++++ MATERIAL ++++
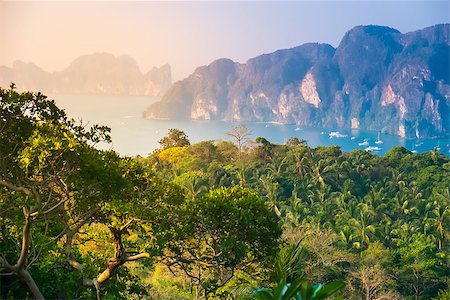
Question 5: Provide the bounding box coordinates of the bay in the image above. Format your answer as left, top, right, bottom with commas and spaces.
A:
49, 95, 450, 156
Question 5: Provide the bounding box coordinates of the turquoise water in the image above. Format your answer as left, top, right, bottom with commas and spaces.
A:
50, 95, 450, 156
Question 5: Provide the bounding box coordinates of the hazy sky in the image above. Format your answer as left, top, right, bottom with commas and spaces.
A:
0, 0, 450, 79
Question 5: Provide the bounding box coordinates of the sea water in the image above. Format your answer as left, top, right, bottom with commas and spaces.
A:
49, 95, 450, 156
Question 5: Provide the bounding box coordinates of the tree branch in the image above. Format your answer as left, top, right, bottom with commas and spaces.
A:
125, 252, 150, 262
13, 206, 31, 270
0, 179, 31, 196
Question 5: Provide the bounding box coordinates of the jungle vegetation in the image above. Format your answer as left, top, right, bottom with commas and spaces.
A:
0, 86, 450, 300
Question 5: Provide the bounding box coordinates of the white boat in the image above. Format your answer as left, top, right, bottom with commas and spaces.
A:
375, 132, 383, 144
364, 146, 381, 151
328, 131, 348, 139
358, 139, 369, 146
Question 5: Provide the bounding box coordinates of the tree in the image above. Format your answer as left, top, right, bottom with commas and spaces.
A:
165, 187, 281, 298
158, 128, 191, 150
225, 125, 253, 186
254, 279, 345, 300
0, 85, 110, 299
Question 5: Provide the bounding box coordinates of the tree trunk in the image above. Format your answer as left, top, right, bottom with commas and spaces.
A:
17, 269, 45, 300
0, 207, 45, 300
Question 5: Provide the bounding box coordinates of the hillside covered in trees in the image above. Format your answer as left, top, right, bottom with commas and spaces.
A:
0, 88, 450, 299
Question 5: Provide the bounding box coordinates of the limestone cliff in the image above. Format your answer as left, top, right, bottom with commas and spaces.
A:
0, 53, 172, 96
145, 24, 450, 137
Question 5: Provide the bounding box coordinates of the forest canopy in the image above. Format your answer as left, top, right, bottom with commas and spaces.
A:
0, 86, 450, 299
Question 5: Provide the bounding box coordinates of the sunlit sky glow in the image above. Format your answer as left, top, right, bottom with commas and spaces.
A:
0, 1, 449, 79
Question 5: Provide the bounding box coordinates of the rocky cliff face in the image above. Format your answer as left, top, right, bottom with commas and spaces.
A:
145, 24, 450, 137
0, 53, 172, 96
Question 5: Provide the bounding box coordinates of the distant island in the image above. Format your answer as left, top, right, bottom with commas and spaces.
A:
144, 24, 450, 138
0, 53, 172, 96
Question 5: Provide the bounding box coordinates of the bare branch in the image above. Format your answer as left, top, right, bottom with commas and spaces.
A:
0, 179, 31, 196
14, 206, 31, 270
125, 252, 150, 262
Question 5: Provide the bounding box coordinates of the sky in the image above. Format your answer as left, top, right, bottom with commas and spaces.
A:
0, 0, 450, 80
++++
++++ MATERIAL ++++
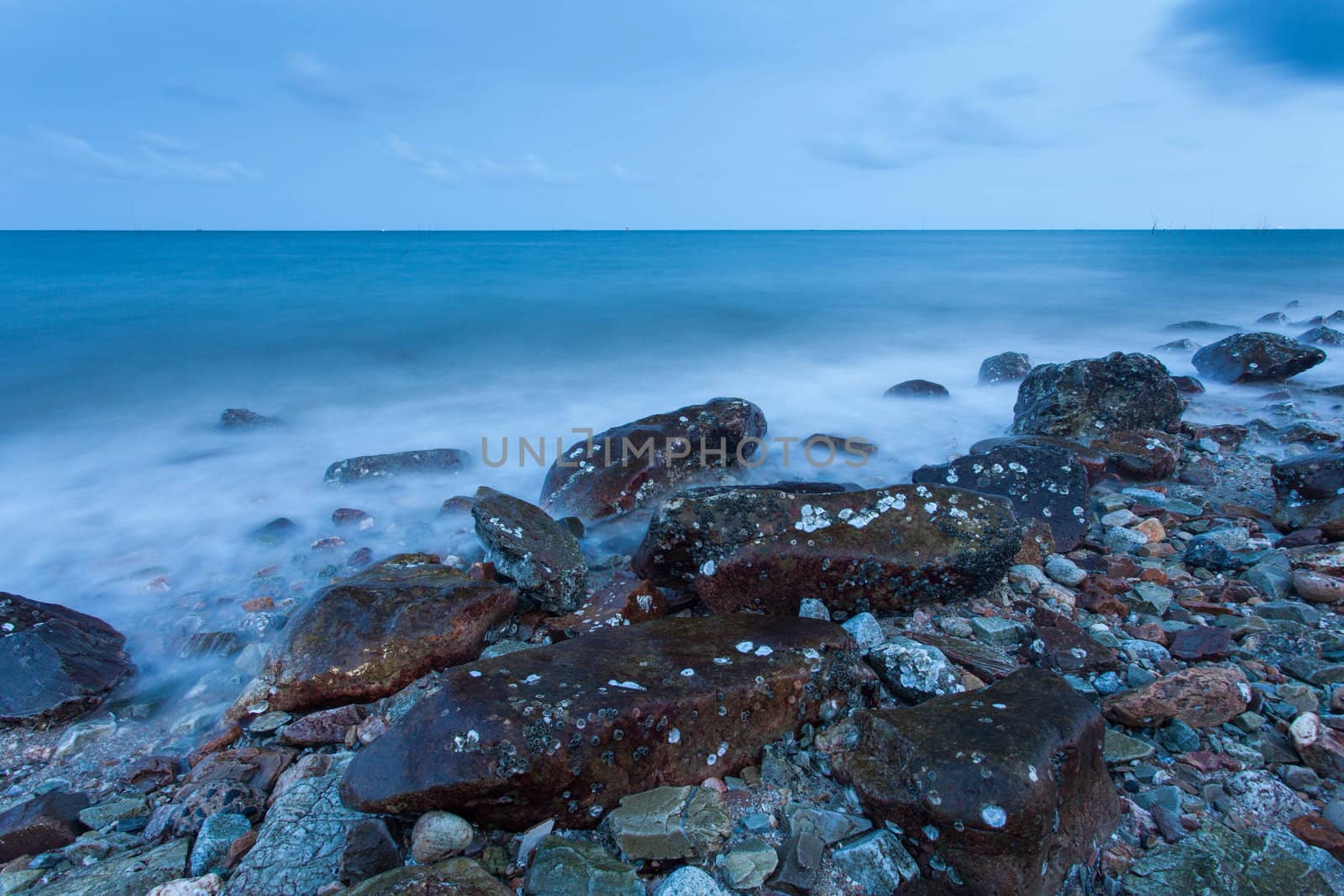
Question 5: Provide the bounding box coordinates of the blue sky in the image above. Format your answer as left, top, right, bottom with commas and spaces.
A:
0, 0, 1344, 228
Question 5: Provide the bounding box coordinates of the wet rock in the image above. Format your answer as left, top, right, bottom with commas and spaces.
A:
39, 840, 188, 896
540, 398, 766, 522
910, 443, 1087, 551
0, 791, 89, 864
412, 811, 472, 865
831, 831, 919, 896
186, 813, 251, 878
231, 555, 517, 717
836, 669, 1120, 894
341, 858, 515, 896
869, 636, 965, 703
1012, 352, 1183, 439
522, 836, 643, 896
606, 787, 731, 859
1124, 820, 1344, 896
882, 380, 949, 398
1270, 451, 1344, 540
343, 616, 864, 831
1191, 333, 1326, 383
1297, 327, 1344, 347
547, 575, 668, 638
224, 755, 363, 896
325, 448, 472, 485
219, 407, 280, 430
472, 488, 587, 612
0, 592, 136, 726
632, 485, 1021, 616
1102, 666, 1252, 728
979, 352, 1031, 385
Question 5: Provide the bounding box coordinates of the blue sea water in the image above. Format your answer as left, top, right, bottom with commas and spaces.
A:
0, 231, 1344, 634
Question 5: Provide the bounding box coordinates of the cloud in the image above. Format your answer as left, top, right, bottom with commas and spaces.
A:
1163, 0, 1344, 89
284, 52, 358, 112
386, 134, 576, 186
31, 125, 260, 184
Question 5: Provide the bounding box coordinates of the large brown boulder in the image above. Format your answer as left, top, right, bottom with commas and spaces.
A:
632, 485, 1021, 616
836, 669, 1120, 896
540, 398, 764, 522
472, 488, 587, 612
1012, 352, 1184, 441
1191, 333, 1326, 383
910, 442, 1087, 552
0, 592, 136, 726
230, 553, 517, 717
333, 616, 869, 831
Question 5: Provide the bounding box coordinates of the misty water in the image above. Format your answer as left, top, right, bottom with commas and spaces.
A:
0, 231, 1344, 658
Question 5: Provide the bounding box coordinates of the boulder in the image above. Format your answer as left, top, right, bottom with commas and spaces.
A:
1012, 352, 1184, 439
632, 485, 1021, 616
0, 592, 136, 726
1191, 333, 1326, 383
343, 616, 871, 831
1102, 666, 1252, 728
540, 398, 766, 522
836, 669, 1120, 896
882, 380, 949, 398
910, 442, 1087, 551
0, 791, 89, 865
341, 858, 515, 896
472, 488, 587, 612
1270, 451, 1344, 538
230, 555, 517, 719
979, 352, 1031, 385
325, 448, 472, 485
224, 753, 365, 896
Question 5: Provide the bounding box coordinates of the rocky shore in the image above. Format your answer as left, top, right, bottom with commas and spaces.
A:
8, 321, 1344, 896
++++
++++ MATERIAL ++++
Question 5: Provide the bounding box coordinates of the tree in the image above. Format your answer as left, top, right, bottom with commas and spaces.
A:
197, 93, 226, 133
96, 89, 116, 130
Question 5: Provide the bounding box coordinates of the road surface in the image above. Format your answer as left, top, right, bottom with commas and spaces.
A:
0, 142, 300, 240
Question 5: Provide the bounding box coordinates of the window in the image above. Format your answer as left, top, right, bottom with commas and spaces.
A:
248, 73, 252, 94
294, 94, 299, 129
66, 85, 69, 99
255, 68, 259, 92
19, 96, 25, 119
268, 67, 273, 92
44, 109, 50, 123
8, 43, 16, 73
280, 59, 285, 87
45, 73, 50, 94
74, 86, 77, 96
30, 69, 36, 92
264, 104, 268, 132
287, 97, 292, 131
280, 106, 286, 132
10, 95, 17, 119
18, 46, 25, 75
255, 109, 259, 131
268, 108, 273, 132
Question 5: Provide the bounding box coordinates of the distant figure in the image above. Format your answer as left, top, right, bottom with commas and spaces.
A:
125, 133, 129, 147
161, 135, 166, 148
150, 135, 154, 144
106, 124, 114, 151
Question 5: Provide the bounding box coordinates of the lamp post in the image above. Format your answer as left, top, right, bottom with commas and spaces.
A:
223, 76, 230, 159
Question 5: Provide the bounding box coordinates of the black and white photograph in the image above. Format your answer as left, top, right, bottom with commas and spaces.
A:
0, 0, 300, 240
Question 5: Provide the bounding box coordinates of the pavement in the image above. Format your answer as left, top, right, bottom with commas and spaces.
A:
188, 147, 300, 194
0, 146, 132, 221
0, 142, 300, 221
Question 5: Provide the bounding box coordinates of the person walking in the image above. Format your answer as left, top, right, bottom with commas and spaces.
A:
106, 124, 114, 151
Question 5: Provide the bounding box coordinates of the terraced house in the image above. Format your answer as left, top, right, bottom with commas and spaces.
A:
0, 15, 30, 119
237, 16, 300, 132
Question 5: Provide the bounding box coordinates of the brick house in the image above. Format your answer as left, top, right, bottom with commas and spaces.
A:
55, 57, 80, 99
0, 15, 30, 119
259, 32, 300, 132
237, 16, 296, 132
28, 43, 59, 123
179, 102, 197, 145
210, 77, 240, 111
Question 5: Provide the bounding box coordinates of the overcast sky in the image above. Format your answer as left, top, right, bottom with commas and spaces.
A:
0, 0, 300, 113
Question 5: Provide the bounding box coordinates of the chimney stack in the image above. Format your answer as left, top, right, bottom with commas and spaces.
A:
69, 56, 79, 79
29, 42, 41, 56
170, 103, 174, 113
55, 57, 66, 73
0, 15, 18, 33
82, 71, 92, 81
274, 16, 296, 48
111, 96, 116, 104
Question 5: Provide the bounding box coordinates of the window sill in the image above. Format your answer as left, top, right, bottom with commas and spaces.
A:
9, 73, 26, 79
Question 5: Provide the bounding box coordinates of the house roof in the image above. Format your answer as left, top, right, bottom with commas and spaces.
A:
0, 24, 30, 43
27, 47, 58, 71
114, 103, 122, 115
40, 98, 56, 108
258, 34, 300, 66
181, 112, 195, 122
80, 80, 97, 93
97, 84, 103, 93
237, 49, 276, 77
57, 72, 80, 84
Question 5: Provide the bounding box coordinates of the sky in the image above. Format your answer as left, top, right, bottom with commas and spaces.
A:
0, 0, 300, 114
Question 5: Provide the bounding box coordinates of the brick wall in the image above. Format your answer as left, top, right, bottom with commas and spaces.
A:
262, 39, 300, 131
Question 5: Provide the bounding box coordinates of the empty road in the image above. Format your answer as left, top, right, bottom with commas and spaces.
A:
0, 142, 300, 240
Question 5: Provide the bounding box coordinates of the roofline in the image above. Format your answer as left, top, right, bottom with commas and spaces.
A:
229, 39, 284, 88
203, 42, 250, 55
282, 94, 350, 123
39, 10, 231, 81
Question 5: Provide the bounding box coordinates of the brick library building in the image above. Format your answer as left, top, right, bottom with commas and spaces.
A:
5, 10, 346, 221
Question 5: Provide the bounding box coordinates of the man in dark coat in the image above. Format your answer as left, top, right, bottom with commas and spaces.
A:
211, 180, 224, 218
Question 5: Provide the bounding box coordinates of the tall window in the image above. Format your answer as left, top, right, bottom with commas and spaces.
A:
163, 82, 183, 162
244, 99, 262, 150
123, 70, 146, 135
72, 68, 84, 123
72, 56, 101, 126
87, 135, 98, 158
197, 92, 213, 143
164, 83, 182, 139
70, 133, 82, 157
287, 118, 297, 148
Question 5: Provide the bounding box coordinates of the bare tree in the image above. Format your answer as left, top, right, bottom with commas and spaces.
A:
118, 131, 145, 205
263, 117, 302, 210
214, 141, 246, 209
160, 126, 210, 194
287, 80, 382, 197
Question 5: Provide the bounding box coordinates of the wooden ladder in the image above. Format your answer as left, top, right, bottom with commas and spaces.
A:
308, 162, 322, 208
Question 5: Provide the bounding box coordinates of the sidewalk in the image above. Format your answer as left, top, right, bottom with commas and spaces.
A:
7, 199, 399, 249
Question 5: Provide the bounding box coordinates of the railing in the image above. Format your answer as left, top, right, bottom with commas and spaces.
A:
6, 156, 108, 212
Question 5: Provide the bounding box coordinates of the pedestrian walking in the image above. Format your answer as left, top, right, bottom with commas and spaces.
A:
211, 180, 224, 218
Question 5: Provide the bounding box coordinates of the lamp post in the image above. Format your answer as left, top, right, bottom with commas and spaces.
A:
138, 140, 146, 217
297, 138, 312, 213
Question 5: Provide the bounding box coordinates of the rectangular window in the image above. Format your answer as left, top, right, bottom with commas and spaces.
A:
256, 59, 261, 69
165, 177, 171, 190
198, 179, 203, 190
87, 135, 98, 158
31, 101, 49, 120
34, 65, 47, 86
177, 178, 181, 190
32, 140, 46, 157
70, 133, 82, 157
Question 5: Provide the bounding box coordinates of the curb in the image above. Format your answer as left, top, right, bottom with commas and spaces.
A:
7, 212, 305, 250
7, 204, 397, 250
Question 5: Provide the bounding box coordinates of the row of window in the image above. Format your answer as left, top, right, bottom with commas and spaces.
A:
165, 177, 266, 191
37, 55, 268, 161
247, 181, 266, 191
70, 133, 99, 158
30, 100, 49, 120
++++
Return every line in the data that contains the word "distant".

# SOLUTION:
Question 5: Provide the bounding box coordinates of the distant island in the image above. Format your answer as left, top, right, bottom with commas and spaces.
Question 5: Provide the bounding box coordinates of the distant figure in the image above. Format your answer as left, top, right, bottom with commas and spaces.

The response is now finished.